Texte fourni:
»»
S'agissant du traité de Lausanne, trois citoyennetés différentes ont en fait été instaurées, d'abord celle accordée aux Turcs « turcisés », une citoyenneté accordée aux Kurdes car les fondateurs de la République avaient espoir que les Kurdes puissent être assimilés dans la majorité turque, et une troisième citoyenneté, celle que les hautes juridictions ont appelé les « citoyens étrangers », pour lesquels il n'existait aucun espoir d'assimilation. La politique était alors de les pousser vers l'extérieur -et ils ont réussi.
««
Consigne A: Dans le texte sur le traité de Lausanne, comment les hautes juridictions ont-elles appelé la troisième catégorie de citoyens ?
Consigne B: Continuez le texte sur les citoyennetés issues du traité de Lausanne en reprenant juste après sa dernière phrase.
Les données forment un matériau distinct, sans lien avec le texte.

Extraits de données:
»»
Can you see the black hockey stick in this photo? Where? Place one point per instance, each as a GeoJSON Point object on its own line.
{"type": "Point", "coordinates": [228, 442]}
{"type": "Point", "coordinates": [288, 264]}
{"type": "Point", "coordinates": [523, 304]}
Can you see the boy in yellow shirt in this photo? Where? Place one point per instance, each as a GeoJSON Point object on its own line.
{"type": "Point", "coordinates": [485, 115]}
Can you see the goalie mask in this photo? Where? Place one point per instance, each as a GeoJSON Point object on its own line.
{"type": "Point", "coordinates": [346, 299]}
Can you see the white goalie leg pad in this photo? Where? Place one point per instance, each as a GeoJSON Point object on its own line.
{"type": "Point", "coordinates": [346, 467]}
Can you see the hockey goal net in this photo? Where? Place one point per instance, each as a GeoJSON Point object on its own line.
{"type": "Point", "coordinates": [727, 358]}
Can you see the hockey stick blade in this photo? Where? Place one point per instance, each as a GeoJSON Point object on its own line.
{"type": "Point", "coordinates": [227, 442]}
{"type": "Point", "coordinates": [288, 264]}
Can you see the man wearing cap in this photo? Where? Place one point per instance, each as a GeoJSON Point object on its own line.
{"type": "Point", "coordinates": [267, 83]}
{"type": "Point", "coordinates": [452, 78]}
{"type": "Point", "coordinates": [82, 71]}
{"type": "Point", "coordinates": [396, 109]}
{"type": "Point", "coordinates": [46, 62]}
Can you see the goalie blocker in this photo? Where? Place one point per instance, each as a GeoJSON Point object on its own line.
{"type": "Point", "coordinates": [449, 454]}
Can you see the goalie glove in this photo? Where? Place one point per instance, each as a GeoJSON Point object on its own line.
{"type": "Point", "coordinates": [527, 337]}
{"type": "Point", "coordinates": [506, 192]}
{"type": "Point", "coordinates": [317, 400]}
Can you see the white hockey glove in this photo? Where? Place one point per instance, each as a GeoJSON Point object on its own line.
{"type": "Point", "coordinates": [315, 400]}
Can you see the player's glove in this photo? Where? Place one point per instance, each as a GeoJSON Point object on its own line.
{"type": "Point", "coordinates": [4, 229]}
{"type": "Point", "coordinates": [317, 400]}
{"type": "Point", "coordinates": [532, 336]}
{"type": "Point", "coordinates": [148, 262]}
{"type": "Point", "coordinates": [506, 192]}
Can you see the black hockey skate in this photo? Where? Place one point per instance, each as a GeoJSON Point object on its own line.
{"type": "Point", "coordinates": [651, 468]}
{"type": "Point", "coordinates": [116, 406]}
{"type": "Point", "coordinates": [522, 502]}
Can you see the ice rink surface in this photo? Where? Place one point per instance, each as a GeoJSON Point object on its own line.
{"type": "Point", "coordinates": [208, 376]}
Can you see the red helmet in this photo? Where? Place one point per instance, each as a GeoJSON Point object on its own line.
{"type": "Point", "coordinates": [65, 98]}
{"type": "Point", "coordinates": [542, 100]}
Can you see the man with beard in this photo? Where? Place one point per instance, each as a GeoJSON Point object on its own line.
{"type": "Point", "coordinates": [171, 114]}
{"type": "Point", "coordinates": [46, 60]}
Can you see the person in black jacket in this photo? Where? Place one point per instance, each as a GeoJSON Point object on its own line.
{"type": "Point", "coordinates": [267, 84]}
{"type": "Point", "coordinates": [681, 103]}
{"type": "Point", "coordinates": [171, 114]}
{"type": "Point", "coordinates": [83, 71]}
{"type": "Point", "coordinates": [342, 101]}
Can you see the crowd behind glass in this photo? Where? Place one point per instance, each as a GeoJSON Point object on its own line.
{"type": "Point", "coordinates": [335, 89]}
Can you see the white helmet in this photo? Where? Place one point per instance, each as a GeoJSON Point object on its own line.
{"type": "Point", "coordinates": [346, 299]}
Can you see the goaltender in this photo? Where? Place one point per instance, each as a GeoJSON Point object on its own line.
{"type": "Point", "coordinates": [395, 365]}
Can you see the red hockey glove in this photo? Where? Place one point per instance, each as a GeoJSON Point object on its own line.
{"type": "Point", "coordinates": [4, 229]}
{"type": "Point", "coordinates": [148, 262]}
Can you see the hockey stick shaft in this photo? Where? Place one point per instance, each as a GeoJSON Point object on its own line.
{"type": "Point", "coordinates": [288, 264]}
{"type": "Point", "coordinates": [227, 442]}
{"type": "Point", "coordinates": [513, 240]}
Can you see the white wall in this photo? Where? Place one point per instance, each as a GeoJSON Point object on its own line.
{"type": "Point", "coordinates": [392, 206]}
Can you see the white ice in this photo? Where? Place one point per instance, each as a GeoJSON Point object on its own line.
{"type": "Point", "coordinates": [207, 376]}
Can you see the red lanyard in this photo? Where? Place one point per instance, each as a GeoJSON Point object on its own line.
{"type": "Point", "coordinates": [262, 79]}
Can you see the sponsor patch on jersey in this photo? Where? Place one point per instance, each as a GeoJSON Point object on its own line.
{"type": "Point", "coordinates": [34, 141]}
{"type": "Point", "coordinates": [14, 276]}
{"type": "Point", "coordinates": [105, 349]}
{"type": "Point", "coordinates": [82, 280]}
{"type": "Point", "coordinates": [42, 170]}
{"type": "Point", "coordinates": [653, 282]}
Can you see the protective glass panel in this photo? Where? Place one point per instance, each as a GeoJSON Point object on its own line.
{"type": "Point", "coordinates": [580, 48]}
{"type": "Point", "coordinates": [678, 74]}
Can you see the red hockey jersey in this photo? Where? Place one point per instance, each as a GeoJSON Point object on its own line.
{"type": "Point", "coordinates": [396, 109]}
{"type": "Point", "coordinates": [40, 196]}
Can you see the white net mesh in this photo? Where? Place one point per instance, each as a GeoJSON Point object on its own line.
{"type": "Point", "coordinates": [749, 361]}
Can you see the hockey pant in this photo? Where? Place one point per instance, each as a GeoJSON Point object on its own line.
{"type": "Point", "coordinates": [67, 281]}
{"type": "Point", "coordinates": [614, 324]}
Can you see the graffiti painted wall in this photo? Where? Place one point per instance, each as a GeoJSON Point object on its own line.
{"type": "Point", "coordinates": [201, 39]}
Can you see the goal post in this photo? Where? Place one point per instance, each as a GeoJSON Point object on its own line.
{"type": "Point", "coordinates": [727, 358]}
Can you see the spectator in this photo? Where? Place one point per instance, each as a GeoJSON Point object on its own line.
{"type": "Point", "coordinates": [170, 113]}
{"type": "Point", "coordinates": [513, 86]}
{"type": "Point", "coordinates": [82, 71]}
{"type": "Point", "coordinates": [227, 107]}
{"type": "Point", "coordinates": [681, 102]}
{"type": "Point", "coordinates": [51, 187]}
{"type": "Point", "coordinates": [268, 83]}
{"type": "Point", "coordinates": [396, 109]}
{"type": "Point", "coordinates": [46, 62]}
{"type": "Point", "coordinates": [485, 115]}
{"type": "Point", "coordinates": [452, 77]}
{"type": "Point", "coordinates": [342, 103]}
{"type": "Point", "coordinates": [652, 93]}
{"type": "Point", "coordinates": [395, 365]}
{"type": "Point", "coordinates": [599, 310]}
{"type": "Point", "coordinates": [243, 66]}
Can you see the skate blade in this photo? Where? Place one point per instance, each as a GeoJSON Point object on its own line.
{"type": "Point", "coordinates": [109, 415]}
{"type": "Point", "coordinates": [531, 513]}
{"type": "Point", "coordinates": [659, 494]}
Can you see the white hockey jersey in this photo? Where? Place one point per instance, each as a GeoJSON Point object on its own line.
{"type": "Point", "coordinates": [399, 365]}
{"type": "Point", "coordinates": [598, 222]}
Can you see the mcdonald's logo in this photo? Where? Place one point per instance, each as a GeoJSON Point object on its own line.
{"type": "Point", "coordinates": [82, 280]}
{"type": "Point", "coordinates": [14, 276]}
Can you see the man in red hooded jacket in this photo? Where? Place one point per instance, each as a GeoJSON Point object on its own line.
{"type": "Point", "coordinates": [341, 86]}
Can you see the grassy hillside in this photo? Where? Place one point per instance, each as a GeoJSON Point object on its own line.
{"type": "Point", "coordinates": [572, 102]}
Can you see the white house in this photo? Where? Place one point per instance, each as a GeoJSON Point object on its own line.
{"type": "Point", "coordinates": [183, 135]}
««
Résultat A: Les hautes juridictions les ont appelés les « citoyens étrangers ».

Résultat B:
C'est ce qui explique pourquoi on demandera aux Grecs et aux Arméniens de ne pas utiliser leurs droits. On ne fermera toutefois pas les écoles mais ce sera la preuve qu'ils ne désirent pas s'assimiler, exactement comme les Jacobins au XVIII e siècle en France. On retrouve tout à fait cette volonté d'assimilation, non sur la base linguistique, mais religieuse : les Grecs, les Arméniens, les Juifs ne veulent pas s'assimiler parce que la figure dominante de la République, quoi qu'on dise, est d'abord religieuse.

M. Garo PAYLAN - Kemal Pacha Atatürk était probablement athée, comme Ahmet, mais il a instrumentalisé l'islam à des fins génocidaires. Aujourd'hui, le ministre de la justice propose de revenir au kémalisme, mais c'est une façade.

Il y a 100 ans, nous représentions 40 % de la population. Aujourd'hui, nous ne sommes que 0,1 %, de surcroît tous chrétiens, et tout cela se déroule sous les yeux des pays occidentaux. J'ai lu les comptes rendus des discussions du traité de Lausanne. Le génocide arménien n'était pas une affaire importante à l'époque.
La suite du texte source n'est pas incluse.